See: Sarah McQuaid – ‘The Day Of Wrath, That Day (The St Buryan Sessions)’: six strings resonate from the Penwith granite


Sarah McQuaid performs at St Buryan Parish Church, photographed by Mawgan Lewis

AFTER a life’s journey so far that’s taken her from her birthplace, Madrid, over to the States and on to Ireland, folk singer-songwriter Sarah McQuaid has put down roots in the vibey, windswept, granite-hard Penwith peninsula at the end of Cornwall.

With all the constraints of the lockdown purdah, she’s been busy recording a series of caught-in-the-round, intimate single videos, all filmed in the hallowed granite surroundings and resonant acoustic of St Buryan Parish Church.

She’s releasing a full album in the summer; last month we took a look at her intimate and pretty knockout version of “Charlie’s Gone Home”, a track taken from her first LP – in fact, the first original song she ever recorded as a solo artist.

This weekend she’s dropping a powerful instrumental composition, singing out on electric guitar, “The Day Of Wrath, That Day”. It’s a track that only finally came to fruition on her 2018 album If We Dig Any Deeper It Could Get Dangerous.

That album was produced by British folk guitar legend Michael Chapman, himself no stranger to far West Cornwall, being a former regular at the folk club at Botallack back in the day.

“Before that album, I’d never played electric guitar – it wasn’t something that would even have occurred to me,” Sarah admits. “It was totally down to Michael.

“We were staying at his house during one of my tours, and he produced this lovely red Ibanez Artist, plugged it into an amp and said ‘Try playing this.’

“And you know, if anybody else but Michael Chapman had handed me an electric and told me to play it, I’d have said ‘Nah, I’m really more of an acoustic guitar type.’ But when it’s one of your heroes handing you one of his own instruments and you’re a guest in his house, you say yes, so I took the guitar and started playing it, and almost immediately I was blown away by all the different sounds I could get out of it – sounds that wouldn’t have been achievable with an acoustic.

» **What you are asked to do**
Reproduce the Sarah McQuaid article beginning at the words "Sarah McQuaid performs" and stopping after "Buryan Parish Church.", replacing "granite" with "stone".

» **Given entries**

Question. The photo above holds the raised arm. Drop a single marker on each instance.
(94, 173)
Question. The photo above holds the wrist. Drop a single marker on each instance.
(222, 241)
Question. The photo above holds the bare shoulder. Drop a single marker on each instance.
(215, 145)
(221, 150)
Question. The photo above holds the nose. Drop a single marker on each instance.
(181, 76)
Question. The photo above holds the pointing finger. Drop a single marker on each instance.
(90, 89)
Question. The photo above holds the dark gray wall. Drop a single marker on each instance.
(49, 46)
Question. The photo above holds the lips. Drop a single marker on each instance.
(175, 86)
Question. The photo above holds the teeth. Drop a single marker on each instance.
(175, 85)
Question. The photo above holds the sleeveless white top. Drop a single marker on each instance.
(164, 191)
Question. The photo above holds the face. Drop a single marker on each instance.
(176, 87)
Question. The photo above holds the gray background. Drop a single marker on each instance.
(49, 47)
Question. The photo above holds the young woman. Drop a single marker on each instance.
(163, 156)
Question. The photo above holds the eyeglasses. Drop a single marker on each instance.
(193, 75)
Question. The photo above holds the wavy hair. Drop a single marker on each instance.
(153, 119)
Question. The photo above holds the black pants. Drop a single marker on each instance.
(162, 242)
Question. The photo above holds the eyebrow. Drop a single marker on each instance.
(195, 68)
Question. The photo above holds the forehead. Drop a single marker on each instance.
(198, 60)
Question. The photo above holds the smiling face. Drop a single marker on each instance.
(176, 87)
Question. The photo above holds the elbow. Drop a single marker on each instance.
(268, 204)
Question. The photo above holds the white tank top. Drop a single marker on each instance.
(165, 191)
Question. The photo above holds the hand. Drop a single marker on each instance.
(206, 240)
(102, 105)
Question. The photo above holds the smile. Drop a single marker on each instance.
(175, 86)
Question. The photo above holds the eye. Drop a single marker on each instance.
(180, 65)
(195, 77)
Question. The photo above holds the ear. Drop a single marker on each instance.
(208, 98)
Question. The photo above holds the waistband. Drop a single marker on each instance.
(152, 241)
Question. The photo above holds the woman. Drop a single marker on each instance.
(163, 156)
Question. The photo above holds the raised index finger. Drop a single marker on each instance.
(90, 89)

» **Task response**
Sarah McQuaid performs at St Buryan Parish Church, photographed by Mawgan Lewis

AFTER a life’s journey so far that’s taken her from her birthplace, Madrid, over to the States and on to Ireland, folk singer-songwriter Sarah McQuaid has put down roots in the vibey, windswept, stone-hard Penwith peninsula at the end of Cornwall.

With all the constraints of the lockdown purdah, she’s been busy recording a series of caught-in-the-round, intimate single videos, all filmed in the hallowed stone surroundings and resonant acoustic of St Buryan Parish Church.